### The tasks
A: In the mailing-list post about SQL, Excel, and Refine, what package does Joe Germuska call a pretty good way to get going with SQL?
B: Write out the stretch of the mailing-list post about SQL, Excel, and Refine from "I like all of" through "to get going.".

### Passage provided
______________________________

[ddj] SQL Vs Excel Vs Refine

Joe Germuska joe at germuska.com
Mon Apr 29 15:21:57 UTC 2013


I like all of Sharon's answers quite a bit. Especially "it was designed for subsetting, slicing and dicing" and "easier to go back and check my work"

But I sometimes wonder: when people ask "should I learn SQL?" aren't they usually asking "is SQL really worth all the arcana of installing MySQL or Postgres?" Unfortunately, it is pretty arcane, although the MAMP/WAMP package seems to be a pretty good way to get going.  

I'm sure people will chime in with other favorite installers, packages, GUI admin tools and the like, but I'm afraid that the plethora of responses is just going to reinforce for many journalists the basic problem—it can quickly become its own adventure. A great adventure, like learning to cook food from scratch instead of from kits and convenience packages, but an adventure nevertheless…

Joe



On Apr 29, 2013, at 7:46 AM, SMachlis at computerworld.com wrote:

> What I like about SQL:
> 
> = It was *designed* for subsetting, slicing and dicing data. Yes, I can do this to a large degree with Excel and Google Refine; but with a more complex project -- especially as others have pointed out, with data having one or more relationships between multiple tables -- there are times that I find that using a tool designed for the job to be less frustrating and considerably more robust.
> 
> = If I am dealing with a large data set that is already in multiple tables, SQL makes more sense to be than trying to shoehorn that data into an Excel-friendly format.
> 
> = It helps me think about data in a more structured way, which is very useful when I've got projects where I'm collecting and storing my own data.
> 
> = It helps me understand what sorts of data I can and can't reasonably request from government agencies that store their data in structured databases.

______________________________

Rows of box annotation data:
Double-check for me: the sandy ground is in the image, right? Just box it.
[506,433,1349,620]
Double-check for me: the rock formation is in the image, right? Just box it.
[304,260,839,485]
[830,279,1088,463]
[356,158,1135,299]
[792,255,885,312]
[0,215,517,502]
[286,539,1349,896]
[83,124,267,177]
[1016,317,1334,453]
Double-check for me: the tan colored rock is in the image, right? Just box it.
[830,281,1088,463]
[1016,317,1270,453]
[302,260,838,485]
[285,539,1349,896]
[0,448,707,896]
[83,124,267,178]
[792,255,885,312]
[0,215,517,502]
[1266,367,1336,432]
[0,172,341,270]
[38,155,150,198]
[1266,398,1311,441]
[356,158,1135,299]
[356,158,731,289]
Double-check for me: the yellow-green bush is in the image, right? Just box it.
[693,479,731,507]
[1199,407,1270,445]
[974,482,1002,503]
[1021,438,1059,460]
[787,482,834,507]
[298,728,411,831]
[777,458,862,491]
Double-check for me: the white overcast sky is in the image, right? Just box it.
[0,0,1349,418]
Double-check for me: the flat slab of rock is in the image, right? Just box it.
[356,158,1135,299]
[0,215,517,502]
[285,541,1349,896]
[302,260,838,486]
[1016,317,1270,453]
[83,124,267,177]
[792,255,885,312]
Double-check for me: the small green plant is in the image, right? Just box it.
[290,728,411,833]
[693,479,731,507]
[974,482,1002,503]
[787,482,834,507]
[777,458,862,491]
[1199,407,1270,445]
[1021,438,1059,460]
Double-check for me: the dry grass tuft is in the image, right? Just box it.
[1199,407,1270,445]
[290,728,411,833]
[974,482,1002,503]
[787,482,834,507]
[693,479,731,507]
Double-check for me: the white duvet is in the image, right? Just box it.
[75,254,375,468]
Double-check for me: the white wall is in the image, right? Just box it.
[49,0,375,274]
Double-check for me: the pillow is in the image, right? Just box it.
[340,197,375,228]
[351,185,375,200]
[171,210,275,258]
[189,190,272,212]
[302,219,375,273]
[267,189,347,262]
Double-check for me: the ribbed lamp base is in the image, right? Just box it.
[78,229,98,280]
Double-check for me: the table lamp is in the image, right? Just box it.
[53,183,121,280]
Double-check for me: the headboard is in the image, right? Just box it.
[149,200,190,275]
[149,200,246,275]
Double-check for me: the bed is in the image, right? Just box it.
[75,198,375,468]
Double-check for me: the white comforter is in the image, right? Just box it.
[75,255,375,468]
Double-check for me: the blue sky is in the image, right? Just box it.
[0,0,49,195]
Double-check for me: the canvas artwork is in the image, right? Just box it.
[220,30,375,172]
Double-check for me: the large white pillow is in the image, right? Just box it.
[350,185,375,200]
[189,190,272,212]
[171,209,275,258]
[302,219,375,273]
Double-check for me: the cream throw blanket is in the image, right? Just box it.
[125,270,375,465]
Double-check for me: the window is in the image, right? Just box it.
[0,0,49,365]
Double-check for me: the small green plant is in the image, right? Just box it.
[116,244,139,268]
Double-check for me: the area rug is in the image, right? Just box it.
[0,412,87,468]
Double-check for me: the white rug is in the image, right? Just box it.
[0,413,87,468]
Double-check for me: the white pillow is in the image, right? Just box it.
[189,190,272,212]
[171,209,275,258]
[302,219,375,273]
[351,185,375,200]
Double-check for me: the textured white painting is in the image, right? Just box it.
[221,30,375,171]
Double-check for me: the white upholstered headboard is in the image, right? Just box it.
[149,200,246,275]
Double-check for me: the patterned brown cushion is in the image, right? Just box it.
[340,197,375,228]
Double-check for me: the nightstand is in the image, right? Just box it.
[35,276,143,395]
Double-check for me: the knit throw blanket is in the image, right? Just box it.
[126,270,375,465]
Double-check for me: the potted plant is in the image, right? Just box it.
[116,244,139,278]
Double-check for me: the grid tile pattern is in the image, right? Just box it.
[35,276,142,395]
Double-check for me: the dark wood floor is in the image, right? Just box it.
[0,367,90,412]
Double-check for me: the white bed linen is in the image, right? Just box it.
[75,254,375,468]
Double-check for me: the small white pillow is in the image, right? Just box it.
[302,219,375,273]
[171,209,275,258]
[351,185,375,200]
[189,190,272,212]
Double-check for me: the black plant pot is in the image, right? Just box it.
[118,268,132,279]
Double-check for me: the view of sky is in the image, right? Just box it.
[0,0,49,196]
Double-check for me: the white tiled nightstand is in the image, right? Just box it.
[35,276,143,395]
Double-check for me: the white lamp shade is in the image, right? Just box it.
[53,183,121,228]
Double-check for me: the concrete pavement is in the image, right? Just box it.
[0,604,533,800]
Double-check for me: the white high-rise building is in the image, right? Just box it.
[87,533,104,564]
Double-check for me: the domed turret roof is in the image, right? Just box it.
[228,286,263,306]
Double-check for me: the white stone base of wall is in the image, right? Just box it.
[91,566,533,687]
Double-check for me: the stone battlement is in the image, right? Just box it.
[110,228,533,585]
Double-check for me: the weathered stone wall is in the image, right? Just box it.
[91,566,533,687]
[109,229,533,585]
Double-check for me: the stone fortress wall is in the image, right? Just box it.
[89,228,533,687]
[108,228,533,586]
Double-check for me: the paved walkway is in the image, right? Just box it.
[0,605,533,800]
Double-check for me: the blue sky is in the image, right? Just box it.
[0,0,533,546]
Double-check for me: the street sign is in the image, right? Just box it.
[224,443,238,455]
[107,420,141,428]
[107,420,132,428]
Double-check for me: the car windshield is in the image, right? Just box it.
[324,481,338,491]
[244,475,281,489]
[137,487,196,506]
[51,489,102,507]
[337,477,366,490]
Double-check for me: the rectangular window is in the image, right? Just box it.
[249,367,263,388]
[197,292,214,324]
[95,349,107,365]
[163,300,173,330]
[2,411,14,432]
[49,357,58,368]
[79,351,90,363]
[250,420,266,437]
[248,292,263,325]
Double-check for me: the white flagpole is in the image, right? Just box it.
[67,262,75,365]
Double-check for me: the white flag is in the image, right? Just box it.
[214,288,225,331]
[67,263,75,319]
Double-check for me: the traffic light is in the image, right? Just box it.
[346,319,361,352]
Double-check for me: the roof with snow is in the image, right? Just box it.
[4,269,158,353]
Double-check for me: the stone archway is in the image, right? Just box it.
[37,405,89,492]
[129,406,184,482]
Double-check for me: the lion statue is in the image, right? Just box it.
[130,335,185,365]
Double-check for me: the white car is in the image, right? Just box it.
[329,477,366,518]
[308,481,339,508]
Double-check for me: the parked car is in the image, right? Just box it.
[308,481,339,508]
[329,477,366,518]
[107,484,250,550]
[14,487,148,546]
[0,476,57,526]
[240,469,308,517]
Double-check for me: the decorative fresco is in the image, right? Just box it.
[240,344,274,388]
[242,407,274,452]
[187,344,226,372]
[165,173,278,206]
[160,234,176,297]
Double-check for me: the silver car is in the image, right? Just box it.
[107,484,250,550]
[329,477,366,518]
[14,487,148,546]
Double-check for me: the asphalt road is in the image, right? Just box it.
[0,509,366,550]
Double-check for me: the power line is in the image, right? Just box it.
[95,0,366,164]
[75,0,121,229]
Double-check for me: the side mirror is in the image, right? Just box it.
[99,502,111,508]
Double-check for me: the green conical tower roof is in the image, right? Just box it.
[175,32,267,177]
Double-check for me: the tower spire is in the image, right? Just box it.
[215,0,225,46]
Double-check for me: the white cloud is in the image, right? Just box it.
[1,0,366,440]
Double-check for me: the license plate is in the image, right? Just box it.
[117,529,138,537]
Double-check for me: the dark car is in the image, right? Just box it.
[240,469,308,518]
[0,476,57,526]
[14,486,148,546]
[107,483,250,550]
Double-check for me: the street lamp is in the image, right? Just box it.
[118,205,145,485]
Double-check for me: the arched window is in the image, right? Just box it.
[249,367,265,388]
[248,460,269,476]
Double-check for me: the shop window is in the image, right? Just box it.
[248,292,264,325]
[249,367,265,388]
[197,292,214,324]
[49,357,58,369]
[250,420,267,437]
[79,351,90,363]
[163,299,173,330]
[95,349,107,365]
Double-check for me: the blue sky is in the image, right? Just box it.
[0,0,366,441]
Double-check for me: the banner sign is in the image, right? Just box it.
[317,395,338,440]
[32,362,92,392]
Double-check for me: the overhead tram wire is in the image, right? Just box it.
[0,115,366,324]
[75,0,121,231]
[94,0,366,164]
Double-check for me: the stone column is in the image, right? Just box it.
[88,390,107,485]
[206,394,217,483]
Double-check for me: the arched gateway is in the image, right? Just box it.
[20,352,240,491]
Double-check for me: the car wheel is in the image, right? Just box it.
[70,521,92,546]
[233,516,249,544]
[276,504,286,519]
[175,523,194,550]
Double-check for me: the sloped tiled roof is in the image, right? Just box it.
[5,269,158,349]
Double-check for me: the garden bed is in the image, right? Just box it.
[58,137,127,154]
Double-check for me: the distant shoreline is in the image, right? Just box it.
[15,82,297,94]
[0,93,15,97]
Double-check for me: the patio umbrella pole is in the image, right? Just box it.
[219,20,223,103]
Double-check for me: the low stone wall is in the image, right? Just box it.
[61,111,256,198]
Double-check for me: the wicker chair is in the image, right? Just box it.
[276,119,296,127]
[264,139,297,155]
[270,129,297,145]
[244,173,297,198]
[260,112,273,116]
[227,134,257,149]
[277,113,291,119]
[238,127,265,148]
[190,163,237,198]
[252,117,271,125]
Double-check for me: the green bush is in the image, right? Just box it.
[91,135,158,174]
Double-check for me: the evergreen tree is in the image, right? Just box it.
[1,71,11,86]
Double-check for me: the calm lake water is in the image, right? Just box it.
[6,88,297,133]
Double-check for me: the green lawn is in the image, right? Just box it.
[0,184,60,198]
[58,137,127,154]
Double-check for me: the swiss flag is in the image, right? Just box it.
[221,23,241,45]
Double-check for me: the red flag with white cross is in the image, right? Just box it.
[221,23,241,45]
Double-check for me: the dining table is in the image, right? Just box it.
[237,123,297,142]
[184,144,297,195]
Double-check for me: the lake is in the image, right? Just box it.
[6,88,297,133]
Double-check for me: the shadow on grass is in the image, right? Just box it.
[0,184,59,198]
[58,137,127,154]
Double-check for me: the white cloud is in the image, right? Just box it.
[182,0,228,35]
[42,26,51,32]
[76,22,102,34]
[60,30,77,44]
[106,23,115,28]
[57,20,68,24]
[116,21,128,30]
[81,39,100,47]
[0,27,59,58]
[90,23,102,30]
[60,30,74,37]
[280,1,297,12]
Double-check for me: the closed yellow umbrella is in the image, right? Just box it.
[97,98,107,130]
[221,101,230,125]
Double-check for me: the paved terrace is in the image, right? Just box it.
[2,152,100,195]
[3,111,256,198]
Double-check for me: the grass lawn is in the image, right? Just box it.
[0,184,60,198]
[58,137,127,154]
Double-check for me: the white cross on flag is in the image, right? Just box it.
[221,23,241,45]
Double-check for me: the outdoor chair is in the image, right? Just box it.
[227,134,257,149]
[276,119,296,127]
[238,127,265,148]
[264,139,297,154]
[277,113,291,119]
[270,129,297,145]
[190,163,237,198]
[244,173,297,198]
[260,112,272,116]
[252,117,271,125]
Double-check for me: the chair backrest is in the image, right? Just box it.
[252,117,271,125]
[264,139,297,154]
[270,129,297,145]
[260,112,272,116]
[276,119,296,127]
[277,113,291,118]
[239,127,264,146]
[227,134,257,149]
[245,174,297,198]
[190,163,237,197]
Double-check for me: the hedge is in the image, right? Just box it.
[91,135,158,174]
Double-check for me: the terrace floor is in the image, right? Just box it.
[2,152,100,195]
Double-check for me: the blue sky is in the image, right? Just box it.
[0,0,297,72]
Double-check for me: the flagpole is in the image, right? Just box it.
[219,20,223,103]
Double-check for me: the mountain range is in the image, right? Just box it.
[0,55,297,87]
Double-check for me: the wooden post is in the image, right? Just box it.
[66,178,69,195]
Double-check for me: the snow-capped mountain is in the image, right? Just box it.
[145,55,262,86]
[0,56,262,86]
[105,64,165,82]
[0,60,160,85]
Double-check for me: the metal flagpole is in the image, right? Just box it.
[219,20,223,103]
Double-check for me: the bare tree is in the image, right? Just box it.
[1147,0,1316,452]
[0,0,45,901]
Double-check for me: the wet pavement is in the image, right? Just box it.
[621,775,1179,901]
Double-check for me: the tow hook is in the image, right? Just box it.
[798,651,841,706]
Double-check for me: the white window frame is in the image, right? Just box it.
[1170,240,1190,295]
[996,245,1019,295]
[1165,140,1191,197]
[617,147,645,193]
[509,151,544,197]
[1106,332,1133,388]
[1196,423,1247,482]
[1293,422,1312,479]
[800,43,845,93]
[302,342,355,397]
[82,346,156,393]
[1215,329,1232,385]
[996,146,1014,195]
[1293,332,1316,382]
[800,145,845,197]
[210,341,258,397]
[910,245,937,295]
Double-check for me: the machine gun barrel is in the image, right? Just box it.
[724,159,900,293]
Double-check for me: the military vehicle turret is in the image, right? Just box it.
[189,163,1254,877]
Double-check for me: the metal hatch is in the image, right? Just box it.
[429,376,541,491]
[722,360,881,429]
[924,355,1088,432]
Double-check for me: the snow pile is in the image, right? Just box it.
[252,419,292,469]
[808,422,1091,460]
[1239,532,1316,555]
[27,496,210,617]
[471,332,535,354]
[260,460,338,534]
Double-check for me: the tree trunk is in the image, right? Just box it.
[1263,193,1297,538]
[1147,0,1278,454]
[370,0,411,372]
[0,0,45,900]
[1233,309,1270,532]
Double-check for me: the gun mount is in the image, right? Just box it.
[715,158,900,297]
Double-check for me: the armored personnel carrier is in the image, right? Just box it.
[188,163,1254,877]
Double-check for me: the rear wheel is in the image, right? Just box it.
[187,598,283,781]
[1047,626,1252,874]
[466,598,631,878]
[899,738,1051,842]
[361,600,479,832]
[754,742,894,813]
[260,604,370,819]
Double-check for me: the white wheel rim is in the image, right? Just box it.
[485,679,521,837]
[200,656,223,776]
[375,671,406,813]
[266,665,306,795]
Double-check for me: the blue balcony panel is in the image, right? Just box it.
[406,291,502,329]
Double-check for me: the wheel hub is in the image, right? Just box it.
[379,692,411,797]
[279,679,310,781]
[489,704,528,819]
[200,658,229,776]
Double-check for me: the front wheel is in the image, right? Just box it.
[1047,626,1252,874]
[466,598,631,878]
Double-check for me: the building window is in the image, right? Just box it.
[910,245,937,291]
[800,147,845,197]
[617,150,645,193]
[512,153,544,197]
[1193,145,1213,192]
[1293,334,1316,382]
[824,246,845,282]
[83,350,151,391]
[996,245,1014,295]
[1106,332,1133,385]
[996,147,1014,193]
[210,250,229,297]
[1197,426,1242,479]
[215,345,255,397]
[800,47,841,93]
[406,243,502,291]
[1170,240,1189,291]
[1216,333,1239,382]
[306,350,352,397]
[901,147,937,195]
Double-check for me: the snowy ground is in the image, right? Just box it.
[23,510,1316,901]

______________________________

### Per-task answers
A: The MAMP/WAMP package.

B:
I like all of Sharon's answers quite a bit. Especially "it was designed for subsetting, slicing and dicing" and "easier to go back and check my work"

But I sometimes wonder: when people ask "should I learn SQL?" aren't they usually asking "is SQL really worth all the arcana of installing MySQL or Postgres?" Unfortunately, it is pretty arcane, although the MAMP/WAMP package seems to be a pretty good way to get going.